§ WHAT IS REQUIRED
How many lines in the records below contain the string "glass"? Case counts. Reply with the number alone.
START ENTRIES
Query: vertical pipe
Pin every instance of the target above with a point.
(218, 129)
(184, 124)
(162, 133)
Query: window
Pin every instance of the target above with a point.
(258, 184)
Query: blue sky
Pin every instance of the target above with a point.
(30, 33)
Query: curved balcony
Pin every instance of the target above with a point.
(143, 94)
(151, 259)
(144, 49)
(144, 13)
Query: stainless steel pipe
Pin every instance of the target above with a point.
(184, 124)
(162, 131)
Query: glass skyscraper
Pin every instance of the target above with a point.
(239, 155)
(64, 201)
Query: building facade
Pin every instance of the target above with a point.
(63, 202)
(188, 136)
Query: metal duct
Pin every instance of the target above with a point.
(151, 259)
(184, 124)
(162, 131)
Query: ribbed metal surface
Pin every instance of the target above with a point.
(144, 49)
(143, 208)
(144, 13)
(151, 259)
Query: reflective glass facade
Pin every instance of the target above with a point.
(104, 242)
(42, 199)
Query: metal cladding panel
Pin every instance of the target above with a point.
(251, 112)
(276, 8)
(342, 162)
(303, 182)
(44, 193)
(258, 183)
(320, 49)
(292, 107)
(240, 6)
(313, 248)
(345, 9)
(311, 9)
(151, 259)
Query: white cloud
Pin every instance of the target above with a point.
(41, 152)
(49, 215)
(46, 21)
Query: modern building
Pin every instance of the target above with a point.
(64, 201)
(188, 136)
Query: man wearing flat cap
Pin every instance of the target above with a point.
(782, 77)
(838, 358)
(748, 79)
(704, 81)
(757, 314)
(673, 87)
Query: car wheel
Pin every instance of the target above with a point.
END ENTRIES
START ENTRIES
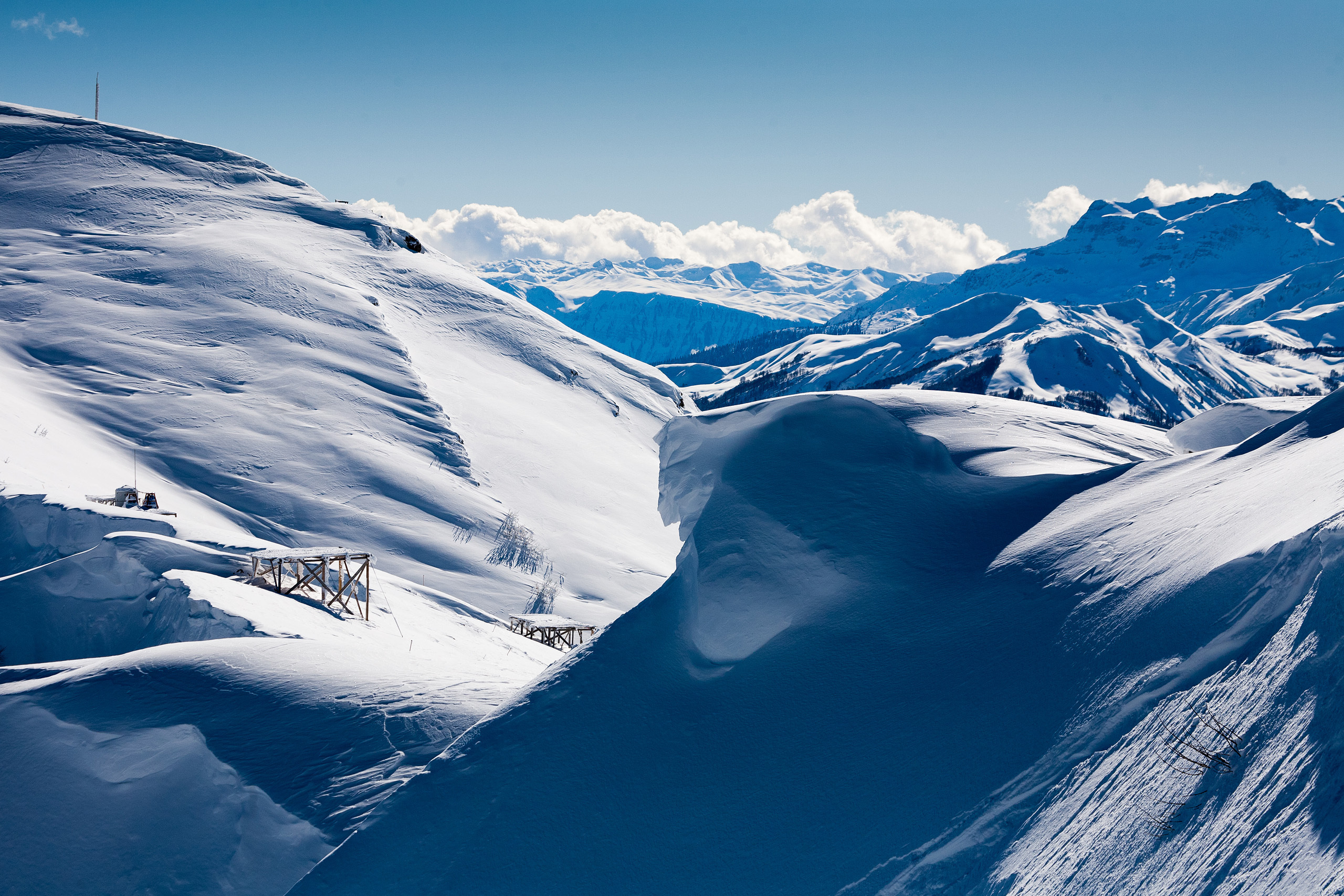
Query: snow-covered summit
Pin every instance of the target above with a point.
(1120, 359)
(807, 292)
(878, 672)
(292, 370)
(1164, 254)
END ENTRIES
START ENTRIES
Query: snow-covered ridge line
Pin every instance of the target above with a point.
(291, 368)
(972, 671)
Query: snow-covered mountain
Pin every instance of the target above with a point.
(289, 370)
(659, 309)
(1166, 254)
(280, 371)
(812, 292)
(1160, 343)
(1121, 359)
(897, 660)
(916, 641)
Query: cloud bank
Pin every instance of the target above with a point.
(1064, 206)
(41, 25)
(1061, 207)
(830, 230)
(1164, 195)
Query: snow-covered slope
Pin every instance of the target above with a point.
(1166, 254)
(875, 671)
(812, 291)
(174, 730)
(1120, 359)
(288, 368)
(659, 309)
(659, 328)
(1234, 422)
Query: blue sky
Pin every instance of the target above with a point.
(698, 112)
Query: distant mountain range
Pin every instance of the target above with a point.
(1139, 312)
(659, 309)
END ENTRIES
§ PROBLEM SOLUTION
2